Pour chaque affirmation, dites si elle s'accorde avec le texte sur le roman Fugue Américaine. Répondez par oui ou par non, puis citez les mots du texte qui tranchent.
1. L'auteur du roman est agrégé de lettres.
2. D'après le texte, on écrirait sans doute qu'une rose qui offre son parfum est dilatée.
3. L'auteur du roman évite le point-virgule.

## [Extrait du texte]
▬▬▬
Dilatée, dilatée ! Est-ce que j’ai une gueule de dilatée?


De la dilatation des corps subtils
Bruno Le Maire prend la pose chez lui, Paris, 21 avril 2023 © Eric Dessons/JDD/SIPA

Au moment même où sa politique budgétaire fait Fitch, Monsieur le Grand Argentier de France s’illustre dans la gaillardise littéraire. 


Quelques lignes de son imposant roman Fugue Américaine font un tabac. Elles caracolent d’écran en écran, se murmurent de bouche à oreille jusque dans les endroits les mieux tenus de la République, si toutefois il y en a encore. 

Le succès est tel que je ne résiste pas au plaisir de vous en faire partager un tout petit morceau : « Elle me tournait le dos; elle se jetait sur le lit; elle me montrait le renflement de son anus. « Tu viens, Oskar ? Je suis dilatée comme jamais. » On en conviendra, voilà qui donne envie. On notera au passage que notre auteur se montre, par ailleurs, adepte du point virgule. À l’ancienne. Vieux style. La classe. L’agrégé ès lettres qu’il est se débusque dans ce genre de subtilité. La retrouve-t-on, cette classe, cette subtilité, dans le choix du terme «  dilatée » ? À voir. Est-ce qu’on écrirait, par exemple, qu’une rose à son meilleur de l’offrande – si sensuelle – de son parfum est dilatée? Sans doute non. Alors on s’émeut. Au secours Ronsard ! Au secours Jean Genet, lui si inventif dans la poétique des combats de l’arrière. Ici, dirait-on, la froideur technocratique de l’énarque investit jusqu’au traitement littéraire du déduit. Dommage. On aurait espéré mieux. Quelque chose de plus élevé, de plus vibrant et chaud. « Dilatée, dilatée ! Est-ce que j’ai une gueule de dilatée? » pourrait en effet s’offusquer une belle au bord de l’abandon.
▬▬▬
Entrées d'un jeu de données
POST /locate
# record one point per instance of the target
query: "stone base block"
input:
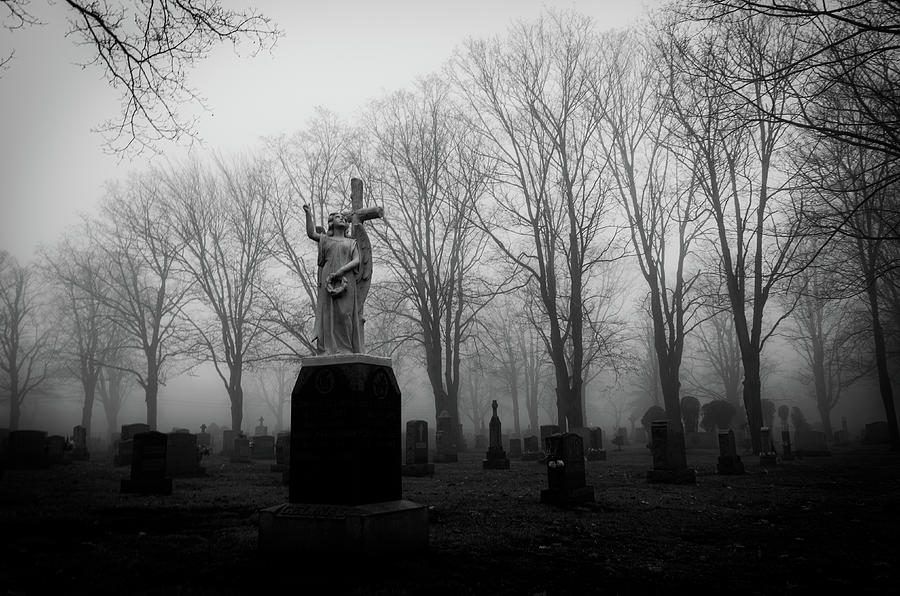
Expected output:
(730, 466)
(495, 464)
(375, 528)
(417, 470)
(685, 476)
(584, 494)
(161, 486)
(767, 460)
▬▬▬
## [Réponse]
1. Oui : « L’agrégé ès lettres qu’il est »
2. Non : « Sans doute non. »
3. Non : « notre auteur se montre, par ailleurs, adepte du point virgule »